====== DOCUMENT EXTRACT
Video’s Campus Communications Fabric: Best Supporting Actor?

“If you build a fast engine… [y]ou first of all need a script that’s written in the express lane, and if it’s not, there’s nothing you can do in the editing room to make it move faster. You need room for character, you need room for relationships, for personal conflict, you need room for comedy, but that all has to happen on a moving sidewalk.”
-Steven Spielberg on Indiana Jones and the Kingdom of the Crystal Skull

Wherever you turn in our industry these days, people are talking about the speed of business and globalization, about mash-ups and ecosystems. And whenever people talk about business communications to support this evolution, they are discussing the role and importance of video. As we showed at the VoiceCon EcoPanel with Al Gore, John Chambers and Sue Bostrom in three different cities, the compelling experience high quality video communications offers not only changes how people interact, it changes business processes themselves, allowing for integration across companies, across cultures, and across continents real time or in the moment. If a picture is worth a thousand words, what is the Net Present Value (NPV) of video?

Over the past year, Cisco’s own (as well as our customers’) use of video technologies – from the personal VT Advantage on people’s desktops to the video capabilities of Webex to the commanding experience of Telepresence – has saved ten of millions of dollars in travel costs, while making communications even more effective. It has brought intimacy to communications, making the latter personal again. And mostly, Video, the application, received the public attention, effectively sweeping the product Oscars and much of the debate/discussion in the blogs and tabloids of our industry.

Thinking about video, a movie metaphor comes to mind. If Telepresence is the leading star in our Video studio, it only seems fair for me to identify the leading supporting actor in this blockbuster machine, the network itself. In fact, today I would like to nominate the Campus Communications Fabric for the award, “key enabler of rich video communications.” While movie fans tend to love the leading actresses and actors, some of us think the supporting cast can steal the show.

Traditionally, enterprise saw video communications, particularly video conferencing, as a point-to-point application requiring “nailed-up” connections. While useful, this form of video communication was both difficult to manage and use and provided limited capabilities in terms of experience and utilization. To wit, most video conferencing systems are used approximately 1% of the time (versus Telepresence systems, which are in use on our campuses around the world more than 50% of the time).
============
====== RECORDS
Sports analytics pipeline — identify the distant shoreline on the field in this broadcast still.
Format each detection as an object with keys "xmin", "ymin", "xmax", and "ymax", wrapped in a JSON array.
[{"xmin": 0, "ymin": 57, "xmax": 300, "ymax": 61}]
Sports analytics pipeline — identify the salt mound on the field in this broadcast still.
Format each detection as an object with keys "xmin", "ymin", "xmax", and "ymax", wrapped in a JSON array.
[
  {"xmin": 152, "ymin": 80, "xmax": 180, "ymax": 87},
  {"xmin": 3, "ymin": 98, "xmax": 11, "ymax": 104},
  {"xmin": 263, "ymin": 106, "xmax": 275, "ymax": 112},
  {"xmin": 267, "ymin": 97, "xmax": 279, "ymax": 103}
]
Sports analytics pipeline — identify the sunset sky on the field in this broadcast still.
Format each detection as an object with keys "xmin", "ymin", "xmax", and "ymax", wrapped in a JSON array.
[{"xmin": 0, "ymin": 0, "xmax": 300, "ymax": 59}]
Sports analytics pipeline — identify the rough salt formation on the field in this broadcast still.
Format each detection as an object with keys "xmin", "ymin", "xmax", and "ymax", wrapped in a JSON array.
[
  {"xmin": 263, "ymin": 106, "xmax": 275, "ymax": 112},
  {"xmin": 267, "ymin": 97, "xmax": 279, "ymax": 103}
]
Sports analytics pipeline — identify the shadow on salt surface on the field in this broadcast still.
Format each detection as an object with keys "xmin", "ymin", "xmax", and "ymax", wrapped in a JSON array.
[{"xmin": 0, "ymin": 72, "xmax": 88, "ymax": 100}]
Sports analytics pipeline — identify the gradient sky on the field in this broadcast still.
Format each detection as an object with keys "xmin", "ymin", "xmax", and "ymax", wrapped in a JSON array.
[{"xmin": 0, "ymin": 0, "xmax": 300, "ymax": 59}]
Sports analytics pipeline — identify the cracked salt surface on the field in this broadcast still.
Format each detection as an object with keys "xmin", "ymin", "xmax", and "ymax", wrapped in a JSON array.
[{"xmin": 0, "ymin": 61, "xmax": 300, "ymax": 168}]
============
[TASKS]
1) In the article on video and the Campus Communications Fabric, about how much of the time are most video conferencing systems in use?
2) Write out the part of the article on video and the Campus Communications Fabric from "-Steven Spielberg on" to "(NPV) of video?".

[THE ANSWERS]
1) Approximately 1% of the time.

2)
-Steven Spielberg on Indiana Jones and the Kingdom of the Crystal Skull

Wherever you turn in our industry these days, people are talking about the speed of business and globalization, about mash-ups and ecosystems. And whenever people talk about business communications to support this evolution, they are discussing the role and importance of video. As we showed at the VoiceCon EcoPanel with Al Gore, John Chambers and Sue Bostrom in three different cities, the compelling experience high quality video communications offers not only changes how people interact, it changes business processes themselves, allowing for integration across companies, across cultures, and across continents real time or in the moment. If a picture is worth a thousand words, what is the Net Present Value (NPV) of video?